- _Objectif de l'exercice_
Reproduisez fidèlement le passage de l'extrait compris entre « Réunion du mercredi » et « tout le monde. », ces deux bornes incluses.

- _Extrait du document_
Intervention de Nassif Hitti

Réunion du mercredi 10 juin 2020 à 9h30
Commission des affaires étrangères

Nassif Hitti, ministre des affaires étrangères et des émigrés du Liban :

. C'est un problème auquel fait face toute la communauté étrangère au Liban ainsi que les Libanais, le corps diplomatique et professoral. Nous sommes en train de faire de notre mieux pour pousser les banques à agir. Je connais très bien la situation du volume de devise des banques mais c'est la responsabilité première des banques d'essayer de régler ce problème. Nous sommes tout à fait conscients de ce problème, de ces répercussions sur les individus mais aussi sur l'image du pays. Je peux vous assurer d'une chose : nous travaillons sérieusement sur cette question qui touche tout le monde.

- _Enregistrements du jeu de données de pointage_
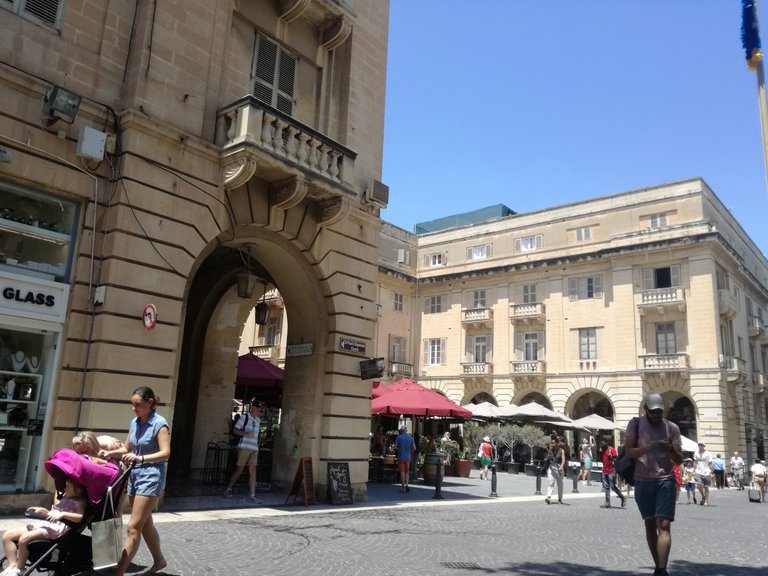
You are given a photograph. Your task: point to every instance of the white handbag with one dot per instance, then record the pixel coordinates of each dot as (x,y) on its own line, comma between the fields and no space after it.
(107,537)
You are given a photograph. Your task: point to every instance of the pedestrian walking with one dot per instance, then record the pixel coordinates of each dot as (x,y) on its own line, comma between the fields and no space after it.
(486,456)
(703,461)
(718,467)
(148,447)
(405,446)
(758,477)
(555,470)
(609,456)
(737,470)
(654,443)
(247,428)
(585,456)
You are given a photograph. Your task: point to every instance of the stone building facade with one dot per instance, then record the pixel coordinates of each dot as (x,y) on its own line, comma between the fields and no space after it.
(179,146)
(585,308)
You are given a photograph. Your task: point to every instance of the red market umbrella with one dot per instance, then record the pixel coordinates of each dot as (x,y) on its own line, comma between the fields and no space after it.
(407,397)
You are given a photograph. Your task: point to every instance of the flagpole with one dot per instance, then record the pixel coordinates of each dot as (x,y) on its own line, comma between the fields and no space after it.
(760,69)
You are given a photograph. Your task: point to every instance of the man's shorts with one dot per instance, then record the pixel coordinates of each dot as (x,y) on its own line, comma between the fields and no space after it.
(656,498)
(704,479)
(246,457)
(146,480)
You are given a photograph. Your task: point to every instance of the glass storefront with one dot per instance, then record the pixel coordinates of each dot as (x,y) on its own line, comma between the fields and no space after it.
(25,369)
(36,233)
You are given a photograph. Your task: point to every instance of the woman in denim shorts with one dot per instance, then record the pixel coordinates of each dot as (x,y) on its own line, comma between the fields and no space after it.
(148,446)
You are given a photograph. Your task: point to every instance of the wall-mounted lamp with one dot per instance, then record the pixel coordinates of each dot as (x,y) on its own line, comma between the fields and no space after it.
(60,104)
(261,311)
(246,282)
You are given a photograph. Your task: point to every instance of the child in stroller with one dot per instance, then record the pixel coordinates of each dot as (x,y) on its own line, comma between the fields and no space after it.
(58,544)
(50,527)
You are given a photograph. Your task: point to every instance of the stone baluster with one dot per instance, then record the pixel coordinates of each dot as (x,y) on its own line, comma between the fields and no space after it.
(278,143)
(322,163)
(266,130)
(303,152)
(333,169)
(291,143)
(313,153)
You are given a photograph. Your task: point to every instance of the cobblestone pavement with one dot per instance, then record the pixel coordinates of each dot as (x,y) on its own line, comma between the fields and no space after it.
(467,533)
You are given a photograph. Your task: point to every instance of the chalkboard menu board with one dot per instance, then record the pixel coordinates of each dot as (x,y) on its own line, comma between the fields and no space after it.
(303,481)
(339,487)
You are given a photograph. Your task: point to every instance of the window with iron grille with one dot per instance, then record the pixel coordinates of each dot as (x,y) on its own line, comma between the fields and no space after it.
(48,13)
(274,74)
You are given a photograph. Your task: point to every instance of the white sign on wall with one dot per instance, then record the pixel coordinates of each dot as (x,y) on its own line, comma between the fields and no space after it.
(33,298)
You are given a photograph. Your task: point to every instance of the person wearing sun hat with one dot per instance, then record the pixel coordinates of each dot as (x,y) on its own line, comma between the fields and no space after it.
(654,443)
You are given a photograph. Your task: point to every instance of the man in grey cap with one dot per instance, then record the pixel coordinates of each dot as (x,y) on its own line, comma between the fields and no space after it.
(654,443)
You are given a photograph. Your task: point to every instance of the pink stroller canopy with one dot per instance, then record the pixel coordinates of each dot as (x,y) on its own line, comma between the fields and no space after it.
(94,477)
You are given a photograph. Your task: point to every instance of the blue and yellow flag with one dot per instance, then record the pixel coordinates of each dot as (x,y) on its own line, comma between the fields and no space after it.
(750,33)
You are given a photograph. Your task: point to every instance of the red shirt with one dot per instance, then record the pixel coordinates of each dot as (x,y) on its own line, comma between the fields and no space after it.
(608,457)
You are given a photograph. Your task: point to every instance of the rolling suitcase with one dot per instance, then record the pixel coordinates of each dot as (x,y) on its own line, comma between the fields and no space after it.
(753,493)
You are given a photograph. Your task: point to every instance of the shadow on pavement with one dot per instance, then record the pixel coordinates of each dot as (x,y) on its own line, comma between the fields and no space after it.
(679,568)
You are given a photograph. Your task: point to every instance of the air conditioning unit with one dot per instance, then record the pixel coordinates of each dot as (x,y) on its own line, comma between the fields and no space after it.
(377,193)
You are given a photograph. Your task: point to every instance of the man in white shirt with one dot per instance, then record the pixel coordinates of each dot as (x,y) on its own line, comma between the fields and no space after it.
(703,475)
(737,469)
(758,477)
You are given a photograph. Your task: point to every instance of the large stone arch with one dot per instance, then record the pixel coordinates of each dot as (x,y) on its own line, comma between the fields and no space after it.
(321,256)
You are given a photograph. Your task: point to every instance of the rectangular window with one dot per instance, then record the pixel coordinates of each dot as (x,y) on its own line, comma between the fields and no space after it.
(665,338)
(584,234)
(529,243)
(656,221)
(479,252)
(529,346)
(436,259)
(274,75)
(667,277)
(585,288)
(433,305)
(434,352)
(479,348)
(47,13)
(397,348)
(587,344)
(478,299)
(529,294)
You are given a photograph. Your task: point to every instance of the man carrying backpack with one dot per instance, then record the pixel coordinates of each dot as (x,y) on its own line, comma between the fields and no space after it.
(247,428)
(654,443)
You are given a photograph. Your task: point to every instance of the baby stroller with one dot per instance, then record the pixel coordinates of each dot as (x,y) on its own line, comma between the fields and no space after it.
(71,553)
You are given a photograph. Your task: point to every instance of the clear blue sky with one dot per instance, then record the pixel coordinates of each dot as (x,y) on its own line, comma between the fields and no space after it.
(535,103)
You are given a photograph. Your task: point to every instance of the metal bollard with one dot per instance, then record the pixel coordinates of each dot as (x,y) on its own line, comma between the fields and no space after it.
(493,480)
(438,479)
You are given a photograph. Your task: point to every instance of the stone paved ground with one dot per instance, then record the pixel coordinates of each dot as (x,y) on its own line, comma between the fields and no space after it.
(516,535)
(467,533)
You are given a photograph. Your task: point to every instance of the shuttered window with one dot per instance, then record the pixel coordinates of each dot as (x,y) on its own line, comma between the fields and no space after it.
(47,13)
(274,75)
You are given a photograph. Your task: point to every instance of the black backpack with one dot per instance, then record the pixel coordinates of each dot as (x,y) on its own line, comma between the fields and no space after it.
(234,439)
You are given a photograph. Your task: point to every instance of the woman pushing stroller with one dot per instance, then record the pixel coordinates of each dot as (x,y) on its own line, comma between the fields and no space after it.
(148,447)
(70,507)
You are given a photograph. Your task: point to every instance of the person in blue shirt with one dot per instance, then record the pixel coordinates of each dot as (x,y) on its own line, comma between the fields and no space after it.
(405,446)
(148,447)
(718,465)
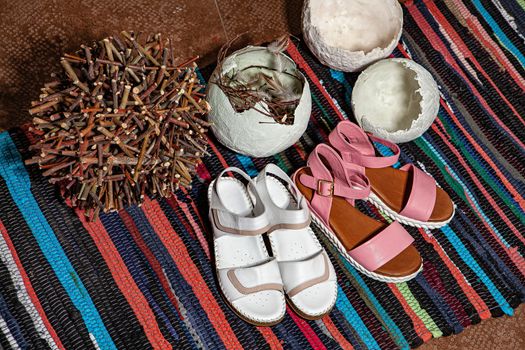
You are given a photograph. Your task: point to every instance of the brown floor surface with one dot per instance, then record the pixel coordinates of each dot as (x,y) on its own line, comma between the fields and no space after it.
(36,32)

- _Réponse finale_
Réunion du mercredi 10 juin 2020 à 9h30
Commission des affaires étrangères

Nassif Hitti, ministre des affaires étrangères et des émigrés du Liban :

. C'est un problème auquel fait face toute la communauté étrangère au Liban ainsi que les Libanais, le corps diplomatique et professoral. Nous sommes en train de faire de notre mieux pour pousser les banques à agir. Je connais très bien la situation du volume de devise des banques mais c'est la responsabilité première des banques d'essayer de régler ce problème. Nous sommes tout à fait conscients de ce problème, de ces répercussions sur les individus mais aussi sur l'image du pays. Je peux vous assurer d'une chose : nous travaillons sérieusement sur cette question qui touche tout le monde.